**Directions for this task:**
Format the entries below as a Markdown table with the columns "Row" and "Line", beginning at the line containing "of the blue" and continuing through the last line of the entries. Give each line its own row and leave out any blank lines.

**Data entries:**
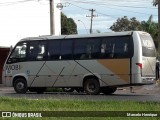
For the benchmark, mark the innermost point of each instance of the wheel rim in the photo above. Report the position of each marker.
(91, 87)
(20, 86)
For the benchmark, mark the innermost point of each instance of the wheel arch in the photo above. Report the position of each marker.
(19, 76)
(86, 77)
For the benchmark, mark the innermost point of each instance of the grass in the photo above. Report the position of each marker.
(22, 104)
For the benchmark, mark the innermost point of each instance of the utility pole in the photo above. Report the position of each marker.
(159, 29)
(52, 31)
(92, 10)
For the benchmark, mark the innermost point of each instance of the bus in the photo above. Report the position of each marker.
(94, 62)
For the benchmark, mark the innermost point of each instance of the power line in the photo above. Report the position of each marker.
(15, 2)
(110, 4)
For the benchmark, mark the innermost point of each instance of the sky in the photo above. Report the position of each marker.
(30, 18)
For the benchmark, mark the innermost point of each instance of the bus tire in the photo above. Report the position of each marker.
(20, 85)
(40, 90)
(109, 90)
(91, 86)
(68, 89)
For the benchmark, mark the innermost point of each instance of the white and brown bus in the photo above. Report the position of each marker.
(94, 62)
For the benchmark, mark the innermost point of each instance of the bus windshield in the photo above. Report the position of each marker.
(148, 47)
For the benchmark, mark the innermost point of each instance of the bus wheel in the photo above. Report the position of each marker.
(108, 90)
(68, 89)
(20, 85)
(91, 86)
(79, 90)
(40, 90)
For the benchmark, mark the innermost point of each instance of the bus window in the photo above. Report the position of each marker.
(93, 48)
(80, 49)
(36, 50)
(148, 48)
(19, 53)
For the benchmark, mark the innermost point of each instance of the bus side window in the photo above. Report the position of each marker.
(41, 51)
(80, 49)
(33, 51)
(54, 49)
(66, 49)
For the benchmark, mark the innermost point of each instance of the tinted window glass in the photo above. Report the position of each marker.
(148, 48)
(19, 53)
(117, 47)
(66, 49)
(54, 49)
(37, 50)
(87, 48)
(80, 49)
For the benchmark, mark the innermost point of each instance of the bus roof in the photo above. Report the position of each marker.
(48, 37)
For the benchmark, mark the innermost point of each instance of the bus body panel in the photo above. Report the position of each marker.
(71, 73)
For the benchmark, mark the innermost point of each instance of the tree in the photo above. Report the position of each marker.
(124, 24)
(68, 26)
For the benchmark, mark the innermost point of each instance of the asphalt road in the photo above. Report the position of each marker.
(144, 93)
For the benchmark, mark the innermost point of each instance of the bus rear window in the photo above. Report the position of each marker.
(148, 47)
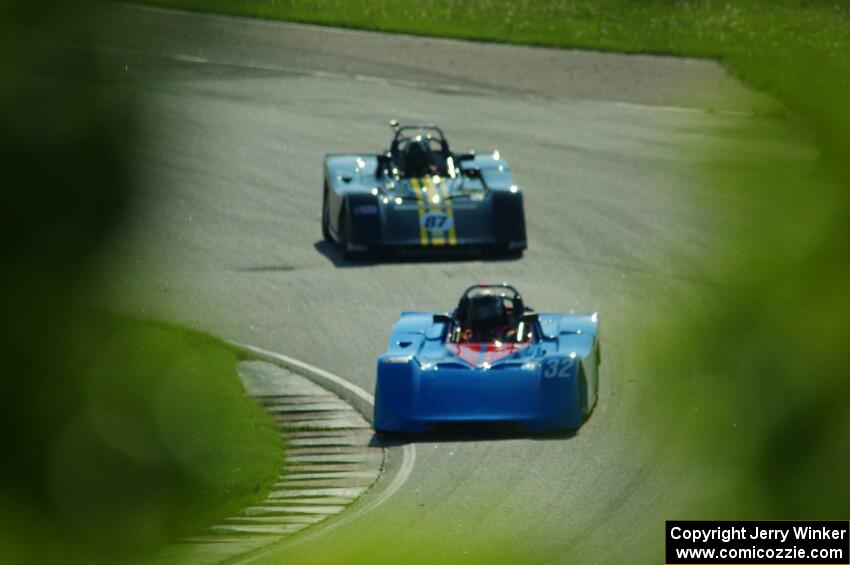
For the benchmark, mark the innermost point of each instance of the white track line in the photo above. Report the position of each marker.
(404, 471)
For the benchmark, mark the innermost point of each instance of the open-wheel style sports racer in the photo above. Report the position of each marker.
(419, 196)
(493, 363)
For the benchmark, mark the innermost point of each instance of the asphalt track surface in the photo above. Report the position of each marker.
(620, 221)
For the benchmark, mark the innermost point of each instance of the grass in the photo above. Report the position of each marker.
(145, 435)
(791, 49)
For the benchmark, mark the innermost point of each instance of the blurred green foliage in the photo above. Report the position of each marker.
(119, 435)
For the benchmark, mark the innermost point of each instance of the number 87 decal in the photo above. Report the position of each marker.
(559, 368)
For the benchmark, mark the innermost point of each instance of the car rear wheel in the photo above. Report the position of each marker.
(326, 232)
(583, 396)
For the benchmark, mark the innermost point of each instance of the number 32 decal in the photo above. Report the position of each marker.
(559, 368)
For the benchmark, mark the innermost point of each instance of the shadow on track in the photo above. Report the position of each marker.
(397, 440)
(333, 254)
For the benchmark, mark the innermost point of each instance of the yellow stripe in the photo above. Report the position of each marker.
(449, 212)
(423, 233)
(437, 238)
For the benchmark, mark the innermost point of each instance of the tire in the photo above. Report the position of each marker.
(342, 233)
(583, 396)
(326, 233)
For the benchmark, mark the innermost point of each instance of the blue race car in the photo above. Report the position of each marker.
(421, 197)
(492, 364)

**Exercise answer:**
| Row | Line |
|---|---|
| 1 | For the benchmark, mark the innermost point of each instance of the blue race car in the photo above. Report the position of each marker. |
| 2 | (421, 197) |
| 3 | (492, 364) |